**Exercices à traiter:**
- a) Selon l'article sur le procès de Netanyahu, quel âge avait-il lorsqu'il a remporté les élections de 1996 ?
- b) Prolongez l'article sur le procès de Netanyahu au-delà de sa dernière phrase.

**Extrait du document:**
·····
Le Premier ministre Netanyahu fait entrer Israël dans l’ère Berlusconi

A partir de dimanche, seuls les 3 juges de la Cour de district compteront pour Netanyahu... à moins que, comme l'a fait l'ancien Premier ministre italien, il ne change la loi

David Horovitz

David est le fondateur et le rédacteur en chef du Times of Israel. Il était auparavant rédacteur en chef du Jerusalem Post et du Jerusalem Report. Il est l’auteur de « Un peu trop près de Dieu : les frissons et la panique d’une vie en Israël » (2000) et « Nature morte avec les poseurs de bombes : Israël à l’ère du terrorisme » (2004).

Benjamin Netanyahu, (à droite), rencontre le Premier ministre italien de l'époque, Silvio Berlusconi, à Rome le 13 juin 2011. (Amos Ben Gershom / GPO/FLASH90)
Benjamin Netanyahu, (à droite), rencontre le Premier ministre italien de l'époque, Silvio Berlusconi, à Rome le 13 juin 2011. (Amos Ben Gershom / GPO/FLASH90)

Lorsque le dirigeant du Likud, Benjamin Netanyahu, a remporté les élections israéliennes du 29 mai 1996, en battant le président sortant Shimon Peres, il est devenu, à l’âge de 46 ans, le plus jeune homme politique à diriger le pays.

Le 20 juillet de l’année dernière, Netanyahu a dépassé le premier Premier ministre israélien, David Ben Gurion, pour devenir aussi le Premier ministre le plus longtemps en fonction dans l’histoire d’Israël.

Il a depuis dépassé les 5 000 jours de mandat – accumulés au cours de son premier mandat de 1996 à 2009, et au cours de son mandat record de plus de 11 ans consécutifs depuis son retour au pouvoir en mars 2009.

Ce dimanche 24 mai, Netanyahu crée un autre précédent, moins heureux, en devenant le premier Premier ministre en exercice de l’histoire d’Israël à comparaître devant un tribunal pour des accusations criminelles : fraude et abus de confiance dans les affaires 1000, 2000 et 4000, avec l’accusation supplémentaire de corruption dans l’affaire 4000.

A LIRE – Etat d’Israël vs. Netanyahu : détails de l’acte d’accusation du Premier ministre

Netanyahu n’est en aucun cas le premier dirigeant israélien de premier plan à avoir de sérieux problèmes avec la loi. Moshe Katsav, ancien ministre et huitième président de l’État d’Israël, a été emprisonné pendant sept ans pour viol et harcèlement sexuel en 2010, mais il avait démissionné de la présidence en 2007, presque deux ans avant d’être inculpé.

Prime Minister Benjamin Netanyahu (left) with Ehud Olmert in 2009 (photo credit: Yossi Zamir/Flash90)
Le Premier ministre Benjamin Netanyahu, (à gauche), avec Ehud Olmert en 2009. (Crédit : Yossi Zamir/Flash90)
·····
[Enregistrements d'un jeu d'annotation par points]
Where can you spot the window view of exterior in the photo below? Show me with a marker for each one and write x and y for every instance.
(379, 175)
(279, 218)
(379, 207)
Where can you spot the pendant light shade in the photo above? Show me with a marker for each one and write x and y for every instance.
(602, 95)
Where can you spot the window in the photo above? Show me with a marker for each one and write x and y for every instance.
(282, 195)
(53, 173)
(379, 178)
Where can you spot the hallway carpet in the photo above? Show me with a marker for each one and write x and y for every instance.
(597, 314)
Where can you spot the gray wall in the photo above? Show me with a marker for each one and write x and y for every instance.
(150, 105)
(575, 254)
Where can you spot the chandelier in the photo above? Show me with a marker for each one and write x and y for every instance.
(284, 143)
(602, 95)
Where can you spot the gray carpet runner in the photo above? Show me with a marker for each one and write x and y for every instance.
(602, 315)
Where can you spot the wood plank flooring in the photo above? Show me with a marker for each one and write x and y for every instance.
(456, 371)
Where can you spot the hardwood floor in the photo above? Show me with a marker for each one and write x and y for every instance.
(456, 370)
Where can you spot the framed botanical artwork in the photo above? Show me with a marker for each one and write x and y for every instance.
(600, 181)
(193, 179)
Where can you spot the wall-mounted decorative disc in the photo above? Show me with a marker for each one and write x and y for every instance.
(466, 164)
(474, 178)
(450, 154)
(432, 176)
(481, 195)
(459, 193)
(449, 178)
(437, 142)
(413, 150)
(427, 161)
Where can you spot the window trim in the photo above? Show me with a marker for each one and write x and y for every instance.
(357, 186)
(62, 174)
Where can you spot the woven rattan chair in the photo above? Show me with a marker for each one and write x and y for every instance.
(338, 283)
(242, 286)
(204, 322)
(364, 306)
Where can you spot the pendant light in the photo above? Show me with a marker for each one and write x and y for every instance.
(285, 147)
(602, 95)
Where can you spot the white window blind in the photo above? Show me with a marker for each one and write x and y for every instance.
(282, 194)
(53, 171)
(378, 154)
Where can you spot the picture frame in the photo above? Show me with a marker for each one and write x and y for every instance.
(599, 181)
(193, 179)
·····
**Réponses proposées:**
- a) Il avait 46 ans.

- b)
Ehud Olmert, le seul Premier ministre israélien ayant fait l’objet d’une condamnation pénale, avait annoncé qu’il se retirait de ses fonctions alors qu’il faisait l’objet d’une enquête à l’été 2008, et l’a fait des mois plus tard – après avoir été incité à suivre cette voie par de nombreux autres politiciens de haut rang, notamment Netanyahu – avant d’être inculpé à l’été 2009, et de finalement commencer une peine de prison en 2016 après avoir épuisé tous les appels contre sa condamnation.

Alors qu’Olmert a été poursuivi pour des crimes commis avant qu’il ne devienne Premier ministre, les allégations contre Netanyahu portent en outre sur sa conduite en tant que Premier ministre.

Non seulement Netanyahu est le premier Premier ministre israélien à être jugé au pénal alors qu’il est encore en fonction, mais la comparution de dimanche est également presque sans précédent au niveau international, en tout cas dans les démocraties.

Il est rare que l’on se batte contre des accusations pénales, alors que l’on est Premier ministre dans une démocratie.

Wikipedia dispose d’un vaste registre des chefs de gouvernement qui ont été mis en accusation, jugés et emprisonnés après avoir quitté leurs fonctions dans toutes sortes de circonstances. Il y a quelques jours à peine, le Premier ministre du Lesotho a annoncé sa démission sur la base d’allégations selon lesquelles il serait impliqué dans le meurtre de son ancienne épouse. Le président contesté du Venezuela, Nicolás Maduro, a été inculpé en mars par le ministère américain de la Justice pour trafic de drogue et narco-terrorisme. L’Argentine, Cristina Fernández de Kirchner, fait partie de ceux qui ont été inculpés après avoir quitté leur poste de haut niveau, et qui ont ensuite fait un retour en politique.

Mais il est rare que l’on se batte contre des accusations pénales, alors que l’on est Premier ministre dans une démocratie.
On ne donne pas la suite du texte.